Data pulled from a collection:
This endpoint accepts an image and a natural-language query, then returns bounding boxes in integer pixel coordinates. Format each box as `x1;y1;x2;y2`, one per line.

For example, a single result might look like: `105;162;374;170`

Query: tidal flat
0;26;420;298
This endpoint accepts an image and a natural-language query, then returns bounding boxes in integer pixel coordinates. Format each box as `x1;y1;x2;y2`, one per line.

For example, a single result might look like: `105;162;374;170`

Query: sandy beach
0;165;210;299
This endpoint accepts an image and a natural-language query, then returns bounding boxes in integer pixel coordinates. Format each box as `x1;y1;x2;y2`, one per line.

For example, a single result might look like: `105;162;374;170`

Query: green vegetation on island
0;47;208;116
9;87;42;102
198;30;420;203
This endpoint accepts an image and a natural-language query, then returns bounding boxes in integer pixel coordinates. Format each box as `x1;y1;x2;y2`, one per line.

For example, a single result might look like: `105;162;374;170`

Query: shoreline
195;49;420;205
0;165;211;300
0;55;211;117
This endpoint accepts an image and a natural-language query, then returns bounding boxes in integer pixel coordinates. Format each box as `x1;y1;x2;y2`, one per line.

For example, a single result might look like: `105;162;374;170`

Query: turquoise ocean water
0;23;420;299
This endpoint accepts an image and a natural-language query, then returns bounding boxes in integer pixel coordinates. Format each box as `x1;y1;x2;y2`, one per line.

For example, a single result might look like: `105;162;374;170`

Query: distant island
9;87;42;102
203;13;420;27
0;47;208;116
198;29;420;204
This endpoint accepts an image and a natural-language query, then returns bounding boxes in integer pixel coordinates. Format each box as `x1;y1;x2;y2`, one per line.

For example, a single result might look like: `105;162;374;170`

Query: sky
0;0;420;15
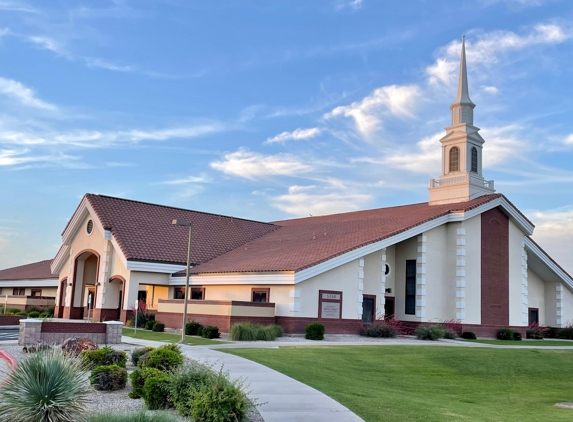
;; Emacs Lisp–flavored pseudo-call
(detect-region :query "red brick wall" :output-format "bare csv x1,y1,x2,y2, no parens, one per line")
42,322,106,333
0,315,27,326
476,208,509,326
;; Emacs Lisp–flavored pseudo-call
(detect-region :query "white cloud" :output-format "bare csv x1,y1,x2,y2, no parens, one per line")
211,148,313,180
265,127,322,144
426,23,573,85
273,185,372,217
0,77,56,110
528,205,573,274
324,85,420,136
481,85,499,94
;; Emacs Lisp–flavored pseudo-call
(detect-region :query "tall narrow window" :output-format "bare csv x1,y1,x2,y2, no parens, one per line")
405,259,416,315
472,147,478,173
450,147,460,172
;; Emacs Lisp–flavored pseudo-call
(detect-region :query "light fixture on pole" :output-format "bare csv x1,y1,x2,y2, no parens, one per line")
172,219,193,344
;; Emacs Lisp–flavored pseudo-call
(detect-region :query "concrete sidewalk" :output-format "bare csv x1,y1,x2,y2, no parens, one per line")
122,337,362,422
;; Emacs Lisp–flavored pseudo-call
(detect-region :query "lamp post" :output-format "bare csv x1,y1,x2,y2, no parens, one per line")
172,219,193,344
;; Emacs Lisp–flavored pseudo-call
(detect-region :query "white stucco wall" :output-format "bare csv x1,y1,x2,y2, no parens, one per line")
527,268,544,325
509,220,528,326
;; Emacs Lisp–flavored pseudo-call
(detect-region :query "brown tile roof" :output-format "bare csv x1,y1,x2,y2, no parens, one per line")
86,194,279,265
192,194,502,274
0,259,58,281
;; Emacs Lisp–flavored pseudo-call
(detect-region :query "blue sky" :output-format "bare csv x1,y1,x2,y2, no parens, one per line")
0,0,573,272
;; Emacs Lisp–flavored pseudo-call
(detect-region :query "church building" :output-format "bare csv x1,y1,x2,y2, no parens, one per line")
0,38,573,336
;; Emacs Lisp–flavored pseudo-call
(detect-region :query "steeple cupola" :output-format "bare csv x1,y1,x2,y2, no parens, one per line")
429,37,495,205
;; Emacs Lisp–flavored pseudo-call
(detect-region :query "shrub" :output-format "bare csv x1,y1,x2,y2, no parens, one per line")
525,322,549,340
414,324,446,341
462,331,477,340
138,345,183,371
304,322,324,340
80,346,127,368
90,365,127,391
131,346,155,366
229,322,283,341
201,325,221,338
170,363,215,416
362,321,398,338
185,321,202,336
86,410,175,422
444,330,458,340
557,322,573,340
0,349,90,421
497,328,514,340
190,370,253,422
143,372,169,410
129,368,162,399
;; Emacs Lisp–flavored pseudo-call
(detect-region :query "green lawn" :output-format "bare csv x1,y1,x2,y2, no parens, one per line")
462,340,573,347
122,328,227,345
225,346,573,422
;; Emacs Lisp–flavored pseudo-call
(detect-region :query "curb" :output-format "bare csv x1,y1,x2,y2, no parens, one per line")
0,350,18,370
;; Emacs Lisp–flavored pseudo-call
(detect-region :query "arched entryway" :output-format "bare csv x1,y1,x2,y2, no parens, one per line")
64,249,100,319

• _Problem requirements_: Render the listing from its start through the line containing "0;26;420;298" as a Markdown table with the columns Row and Line, numbering each row and leaving out blank lines.

• _Finished exercise_:
| Row | Line |
|---|---|
| 1 | This endpoint accepts an image and a natural-language query, then returns bounding boxes in integer pixel coordinates. Format each box as `x1;y1;x2;y2`, one per line. |
| 2 | For example, a single result might look like: `105;162;374;170` |
| 3 | Query: tidal flat |
| 4 | 0;26;420;298 |